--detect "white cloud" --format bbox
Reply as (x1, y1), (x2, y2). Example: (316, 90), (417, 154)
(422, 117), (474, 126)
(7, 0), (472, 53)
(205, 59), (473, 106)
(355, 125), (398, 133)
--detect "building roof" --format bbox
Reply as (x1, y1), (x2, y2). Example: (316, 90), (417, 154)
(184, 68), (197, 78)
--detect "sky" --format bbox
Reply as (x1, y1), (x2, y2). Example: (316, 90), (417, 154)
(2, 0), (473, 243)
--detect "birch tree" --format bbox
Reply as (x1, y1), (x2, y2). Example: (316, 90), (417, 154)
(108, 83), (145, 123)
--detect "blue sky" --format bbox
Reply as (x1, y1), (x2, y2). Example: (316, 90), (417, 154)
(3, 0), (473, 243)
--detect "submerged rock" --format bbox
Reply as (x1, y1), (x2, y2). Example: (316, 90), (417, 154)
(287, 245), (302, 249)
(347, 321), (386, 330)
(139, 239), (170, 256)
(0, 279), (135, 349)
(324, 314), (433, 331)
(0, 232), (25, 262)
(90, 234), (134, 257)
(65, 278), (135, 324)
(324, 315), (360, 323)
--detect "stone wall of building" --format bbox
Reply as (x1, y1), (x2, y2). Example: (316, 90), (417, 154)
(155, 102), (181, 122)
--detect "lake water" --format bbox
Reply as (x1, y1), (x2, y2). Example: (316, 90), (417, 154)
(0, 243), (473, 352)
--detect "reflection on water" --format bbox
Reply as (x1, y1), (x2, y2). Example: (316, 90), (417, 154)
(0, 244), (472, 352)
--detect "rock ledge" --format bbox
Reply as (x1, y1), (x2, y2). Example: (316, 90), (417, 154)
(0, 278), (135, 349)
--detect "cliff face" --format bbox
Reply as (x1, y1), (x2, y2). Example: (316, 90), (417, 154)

# # # # #

Copy out each line above, character for character.

--detect "white cloud" --format bbox
Reply as (x1, y1), (x2, y2). Example: (316, 90), (417, 154)
(422, 117), (474, 126)
(7, 0), (472, 53)
(205, 59), (473, 106)
(355, 125), (398, 133)
--detect "building roof" --format bbox
Reply as (x1, y1), (x2, y2). Example: (316, 90), (417, 154)
(184, 68), (197, 78)
--detect "sky" --format bbox
Reply as (x1, y1), (x2, y2). Example: (316, 90), (417, 154)
(2, 0), (473, 243)
--detect "birch tree" --format bbox
Reply as (x1, y1), (x2, y2). Example: (316, 90), (417, 154)
(108, 83), (145, 123)
--detect "blue sky" --format bbox
Reply as (x1, y1), (x2, y2). Example: (316, 90), (417, 154)
(3, 0), (473, 243)
--detect "submerged rock" --format bbox
Reply as (x1, y1), (x2, y2). Example: (316, 90), (417, 154)
(287, 245), (302, 249)
(347, 321), (386, 330)
(139, 239), (170, 256)
(0, 279), (135, 349)
(324, 314), (433, 331)
(0, 232), (25, 262)
(90, 234), (134, 257)
(65, 278), (135, 324)
(324, 315), (360, 323)
--detect "stone wall of building" --format bbox
Reply as (x1, y1), (x2, y2). Example: (316, 90), (417, 154)
(155, 102), (181, 122)
--detect "lake water" --format bbox
Reply as (x1, y1), (x2, y2). Example: (316, 90), (417, 154)
(0, 243), (473, 352)
--detect "reflection on water" --format bbox
Reply as (x1, y1), (x2, y2). Example: (316, 90), (417, 154)
(0, 244), (472, 352)
--detect "rock ledge" --format bbox
Reply as (x1, y1), (x2, y2). Example: (316, 90), (417, 154)
(0, 278), (135, 349)
--detect "cliff face" --format bbox
Reply as (x1, y1), (x2, y2). Example: (316, 90), (417, 154)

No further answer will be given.